* **Tugas Latihan**
A: Media sosial apa saja yang disebut dalam tulisan tentang hoaks sebagai jalur masuknya informasi yang begitu cepat?
B: Salin bagian dari tulisan tentang hoaks yang dimulai pada kata-kata "Senin, 27 November" dan berhenti setelah kata-kata "saring dengan baik.".
C: Lanjutkan tulisan tentang hoaks mulai dari kalimat terakhir yang tercantum.
─── Teks Sumber
Senin, 27 November 2017

Cerdas Dalam Menanggapi Hoax

Cerdas Dalam Menanggapi Hoax
Oleh : Romy Alvianur (04171065)

Pada kemajuan teknologi informasi dan komunikasi, saat ini tidak hanya memberikan dampak yang positif tetapi juga memberikan dampak buruk. Penyampaian akan informasi begitu cepat dimana setiap orang dengan mudahnya memproduksi informasi, dan informasi yang begitu cepat tersebut masuk melalui beberapa media sosial seperti facebook, twitter, instagram ataupun pesan telepon genggam seperti, whatsapp dan lain sebagainya yang tidak dapat di  filter atau di saring dengan baik.
Informasi yang dikeluarkan baik perorangan maupun badan usaha melalui media sosial dan elektronik ketika telah terkirim dan dibaca oleh banyak orang, tentu dapat mempengaruhi emosi, perasaan, pikiran  dan bahkan tindakan seseorang ataupun kelompok. Sangat disayangkan apabila informasi yang disampaikan tersebut adalah informasi yang tidak akurat terlebih informasi tersebut adalah informasi bohong (hoax) dengan judul yang sangat provokatif mengiring pembaca dan penerima opini yang negatif, fitnah, penyebar kebencian, yang diterima dan menyerang pihak lain, ataupun membuat orang menjadi takut, terancam dan dapat merugikan pihak yang diberitakan, sehingga dapat merusak reputasi dan menimbulkan kerugian materi.
──────
─── Data yang Ditampilkan
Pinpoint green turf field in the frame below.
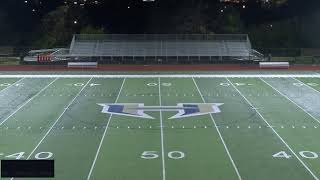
──────
* **Jawaban Tugas**
A: Facebook, twitter, dan instagram.

B:
Senin, 27 November 2017

Cerdas Dalam Menanggapi Hoax

Cerdas Dalam Menanggapi Hoax
Oleh : Romy Alvianur (04171065)

Pada kemajuan teknologi informasi dan komunikasi, saat ini tidak hanya memberikan dampak yang positif tetapi juga memberikan dampak buruk. Penyampaian akan informasi begitu cepat dimana setiap orang dengan mudahnya memproduksi informasi, dan informasi yang begitu cepat tersebut masuk melalui beberapa media sosial seperti facebook, twitter, instagram ataupun pesan telepon genggam seperti, whatsapp dan lain sebagainya yang tidak dapat di  filter atau di saring dengan baik.

C:
CNN indonesia menyebutkan pada tahun 2016 bahwa dalam data yang dipaparkan oleh kementrian komunikasi dan informatika menyebutkan ada sebanyak 800 ribu situs di indonesia yang terindikasi sebagai penyebar berita palsu dan ujaran kebencian ( hate speech) (pratama, 2016). Kemkominfo juga selama tahun 2016 sudah memblokir 773 ribu situs berdsasarkan pada 10 kelompok. Kesepuluh kelompok tersebut diantaranya mengandung unsur pornografi, SARA, penipuan/dagang ilegal, narkoba, perjudian, radikalisme, kekerasan terhadap anak, keamanan internet dan Hak kekayaan intelektual (HKI).
Bila mendengar kata hoax tentu sudah tidak familiar lagi di pikiran kita dan tentu yang kita pikirkan adalah suatu berita yang bohong. Namun tahukah anda darimana asal-usul hoax itu?
Menurut Lynda walsh dalam buku berjudul sains Against science, isitilah hoax atau kabar bohong  merupakan istilah dalam bahasa inggris yang masuk sejak era industri. Dan diperkirakan pertama kali muncul pada 1808. Seperti dilansir antara, jumat 6 januari 2016, asal kata “hoax” yakni “hocus” dari mantra “Hocus Pocus” frasa yang kerap disebut oleh pesulap, serupa dengan “simsalabim”.
Alexander boese dalam bukunya, museum of hoaxes, mencatat hoax pertama yang dipublikasikan adalah almanak atau peninggalan palsu yang dbuat Isaac Bickerstaff alias jonathan swift pada 1709. Saat itu ia meramalkan kematian astolog john partidge. Agar meyakinkan publik, ia bahkan membuat obituari palsu tentang patridge pada hari yang diramalkan sebagai hari kematiannya.
Swift mengarang informasi tersebut untuk mempermalukan patridge di mata publik.  Patridge pun berhenti membuat almanak astrologi hingga enam tahun setelah hoax itu beredar. Hal ini tentu sangat merugikan patridge.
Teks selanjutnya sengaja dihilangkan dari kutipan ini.